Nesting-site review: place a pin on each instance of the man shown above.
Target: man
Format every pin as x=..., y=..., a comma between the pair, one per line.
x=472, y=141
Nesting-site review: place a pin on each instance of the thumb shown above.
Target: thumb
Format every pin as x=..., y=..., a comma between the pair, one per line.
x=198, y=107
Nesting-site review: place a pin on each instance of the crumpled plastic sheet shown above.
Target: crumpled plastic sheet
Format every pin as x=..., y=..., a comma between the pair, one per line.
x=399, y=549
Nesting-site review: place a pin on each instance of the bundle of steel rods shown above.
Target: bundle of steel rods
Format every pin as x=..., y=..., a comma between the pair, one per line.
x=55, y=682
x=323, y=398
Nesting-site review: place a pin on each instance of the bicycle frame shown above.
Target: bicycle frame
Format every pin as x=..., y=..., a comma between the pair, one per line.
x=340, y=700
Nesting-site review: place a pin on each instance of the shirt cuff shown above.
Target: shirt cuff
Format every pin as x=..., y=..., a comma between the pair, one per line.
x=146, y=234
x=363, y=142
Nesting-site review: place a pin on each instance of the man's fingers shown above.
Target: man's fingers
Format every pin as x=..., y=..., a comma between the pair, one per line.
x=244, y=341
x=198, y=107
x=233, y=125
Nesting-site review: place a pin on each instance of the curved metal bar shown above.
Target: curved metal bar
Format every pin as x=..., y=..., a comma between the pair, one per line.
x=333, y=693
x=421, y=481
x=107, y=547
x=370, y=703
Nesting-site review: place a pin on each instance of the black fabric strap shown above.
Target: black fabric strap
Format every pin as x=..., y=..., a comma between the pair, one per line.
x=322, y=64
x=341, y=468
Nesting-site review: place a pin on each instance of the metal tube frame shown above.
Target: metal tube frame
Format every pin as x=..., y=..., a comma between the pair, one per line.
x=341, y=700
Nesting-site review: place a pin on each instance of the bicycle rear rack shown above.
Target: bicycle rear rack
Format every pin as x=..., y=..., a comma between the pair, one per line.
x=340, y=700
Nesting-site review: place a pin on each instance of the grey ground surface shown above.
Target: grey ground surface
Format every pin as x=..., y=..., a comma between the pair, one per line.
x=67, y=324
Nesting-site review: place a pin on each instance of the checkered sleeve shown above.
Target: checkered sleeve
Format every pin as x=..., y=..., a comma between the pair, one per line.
------
■ Exercise objective ■
Please repeat, exactly and only, the lines from the one containing "Target: bundle of steel rods" through the last line of the records, both included.

■ Exercise result ■
Target: bundle of steel rods
Format every pin as x=..., y=..., a comma between the pair, one per line.
x=55, y=682
x=323, y=398
Nesting-site review: place a pin on each instance of the bicycle frame shown above.
Target: bicycle frame
Format every pin as x=..., y=..., a comma between the pair, one per line.
x=340, y=700
Nesting-site review: place a pin on each instance of the shirt cuff shown above.
Target: shirt cuff
Format every pin as x=..., y=..., a comma between the pair, one per line.
x=146, y=234
x=363, y=142
Nesting-site review: place a pin on each instance of the man's fingers shown above.
Target: man's fingers
Format every pin as x=..., y=..., a comma between the pair, one per line.
x=244, y=341
x=198, y=107
x=233, y=125
Nesting-site review: place a pin on each instance of the curved metal bar shown above.
Target: curved metal bar
Format every pin as x=..., y=..., a comma between the pair, one per line.
x=333, y=693
x=421, y=481
x=107, y=547
x=370, y=703
Nesting-site review: place a pin on each instance of the black fabric strap shown above.
Target: black fabric strap
Format every pin as x=..., y=..., a comma between the pair, one per line.
x=322, y=64
x=341, y=468
Nesting-site review: place a pin on each instance of the metal tube frame shown above.
Target: metal tube frame
Format every pin as x=..., y=..., a comma between the pair, one per line.
x=341, y=700
Nesting-site review: place a pin on each instance of the bicycle rear rack shown above.
Target: bicycle rear rack
Format every pin as x=..., y=..., a comma between the pair, one per line.
x=340, y=700
Nesting-site review: place a pin on each instance of the grey ground surface shown above.
Target: grey ground surface
Format every pin as x=..., y=..., a comma between the pair, one per line.
x=67, y=324
Nesting-site review: place a pin on each instance of the checkered sleeve shown above.
Target: checkered sleeve
Format every pin as x=..., y=..., a comma between the pair, one per line.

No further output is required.